[START Passage provided]

Detailed Estimate
Quantity-based estimate from drawings. Each work item × unit rate × quantity = cost. ±5% accuracy.
A detailed estimate (also called item-rate estimate or BOQ estimate) is a project cost estimate prepared at design or tender stage, based on actual quantities calculated from drawings and BOQ items. Used as the basis for tendering, contractor pricing, and budget commitment. The Indian Standard reference: CPWD Manual + DSR (Delhi Schedule of Rates) + state PWD procedures. Detailed estimates have ±5% accuracy and form the basis of contractually-binding BOQ pricing.

[END Passage provided]

What to work on:
Reproduce everything in the passage on detailed estimates from "A detailed estimate" down to "contractually-binding BOQ pricing.".

[START Information given]

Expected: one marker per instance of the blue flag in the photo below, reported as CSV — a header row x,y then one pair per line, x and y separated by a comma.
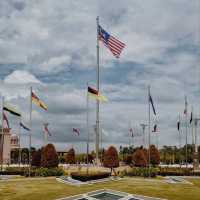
x,y
24,127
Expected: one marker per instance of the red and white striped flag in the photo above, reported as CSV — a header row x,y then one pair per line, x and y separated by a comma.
x,y
46,130
110,42
6,119
75,130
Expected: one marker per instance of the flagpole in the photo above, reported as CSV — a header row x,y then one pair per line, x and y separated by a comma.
x,y
186,133
20,120
30,131
179,131
45,136
192,127
149,114
2,135
98,84
88,134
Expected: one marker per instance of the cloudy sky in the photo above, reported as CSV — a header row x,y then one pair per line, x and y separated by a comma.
x,y
51,46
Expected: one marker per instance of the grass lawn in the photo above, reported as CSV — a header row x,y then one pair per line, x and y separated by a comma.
x,y
49,188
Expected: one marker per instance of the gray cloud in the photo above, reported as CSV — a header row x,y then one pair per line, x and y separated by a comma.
x,y
51,45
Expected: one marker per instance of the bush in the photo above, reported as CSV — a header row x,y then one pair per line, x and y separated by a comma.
x,y
70,157
49,156
49,172
88,177
143,172
169,171
139,158
111,159
14,171
154,155
36,158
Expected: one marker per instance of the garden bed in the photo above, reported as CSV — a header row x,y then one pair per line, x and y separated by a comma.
x,y
83,177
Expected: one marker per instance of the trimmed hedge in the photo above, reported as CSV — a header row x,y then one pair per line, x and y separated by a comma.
x,y
143,172
24,171
88,177
14,171
167,171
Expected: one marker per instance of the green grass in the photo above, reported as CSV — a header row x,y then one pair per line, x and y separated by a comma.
x,y
49,188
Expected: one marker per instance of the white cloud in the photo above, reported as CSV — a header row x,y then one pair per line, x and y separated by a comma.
x,y
21,77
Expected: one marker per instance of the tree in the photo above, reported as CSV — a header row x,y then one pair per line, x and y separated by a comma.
x,y
140,158
154,156
70,157
36,158
111,159
49,156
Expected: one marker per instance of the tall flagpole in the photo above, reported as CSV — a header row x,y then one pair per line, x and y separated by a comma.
x,y
30,131
98,83
88,133
149,110
192,128
186,132
179,132
45,135
20,120
2,135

[END Information given]

Exercise response:
A detailed estimate (also called item-rate estimate or BOQ estimate) is a project cost estimate prepared at design or tender stage, based on actual quantities calculated from drawings and BOQ items. Used as the basis for tendering, contractor pricing, and budget commitment. The Indian Standard reference: CPWD Manual + DSR (Delhi Schedule of Rates) + state PWD procedures. Detailed estimates have ±5% accuracy and form the basis of contractually-binding BOQ pricing.